### Instruction
Reproduce the records below verbatim, starting at the line that contains "Camera-trap tally: mark every instance of the green" and continuing through the last line of the records, with both of those lines included.

### Data extract
────────────────────

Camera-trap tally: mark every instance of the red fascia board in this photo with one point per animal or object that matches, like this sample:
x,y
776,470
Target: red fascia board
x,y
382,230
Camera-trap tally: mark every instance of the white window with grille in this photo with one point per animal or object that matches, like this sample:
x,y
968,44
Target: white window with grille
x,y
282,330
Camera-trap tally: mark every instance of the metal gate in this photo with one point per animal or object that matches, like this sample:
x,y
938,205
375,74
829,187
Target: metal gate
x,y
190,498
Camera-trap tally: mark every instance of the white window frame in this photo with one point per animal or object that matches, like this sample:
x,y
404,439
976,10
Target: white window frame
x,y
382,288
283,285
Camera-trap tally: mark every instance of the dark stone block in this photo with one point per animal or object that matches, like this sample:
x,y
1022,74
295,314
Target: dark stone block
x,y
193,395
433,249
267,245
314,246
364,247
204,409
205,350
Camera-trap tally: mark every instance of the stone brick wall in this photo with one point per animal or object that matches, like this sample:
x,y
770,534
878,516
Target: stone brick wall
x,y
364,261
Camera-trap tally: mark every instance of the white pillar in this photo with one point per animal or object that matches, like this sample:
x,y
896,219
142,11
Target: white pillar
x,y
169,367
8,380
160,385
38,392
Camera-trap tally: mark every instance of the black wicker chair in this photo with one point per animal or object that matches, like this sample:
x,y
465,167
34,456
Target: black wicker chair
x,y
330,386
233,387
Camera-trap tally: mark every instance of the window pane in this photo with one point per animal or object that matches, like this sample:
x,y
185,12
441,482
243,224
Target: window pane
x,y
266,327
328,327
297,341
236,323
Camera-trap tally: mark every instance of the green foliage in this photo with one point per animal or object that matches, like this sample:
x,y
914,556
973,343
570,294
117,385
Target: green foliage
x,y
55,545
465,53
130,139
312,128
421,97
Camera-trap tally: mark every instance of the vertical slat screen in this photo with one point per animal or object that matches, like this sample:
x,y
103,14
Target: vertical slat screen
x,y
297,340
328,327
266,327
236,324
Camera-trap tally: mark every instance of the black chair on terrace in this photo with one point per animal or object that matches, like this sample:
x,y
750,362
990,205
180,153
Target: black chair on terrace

────────────────────

### Response
Camera-trap tally: mark every instance of the green foliage in this photo with one point per animal or object that matches, like this sample:
x,y
914,556
973,343
570,294
117,385
Target: green foliage
x,y
55,545
465,53
130,139
312,128
421,97
Camera-trap tally: mark every instance of the vertical slat screen in this photo with one point per animal or object that matches, like this sample:
x,y
103,14
Target: vertical slat screen
x,y
297,340
328,327
266,327
236,324
Camera-trap tally: mark every instance of the black chair on terrace in this photo with one point per animal or object that matches, like this sample:
x,y
750,362
990,205
180,153
Target: black chair on terrace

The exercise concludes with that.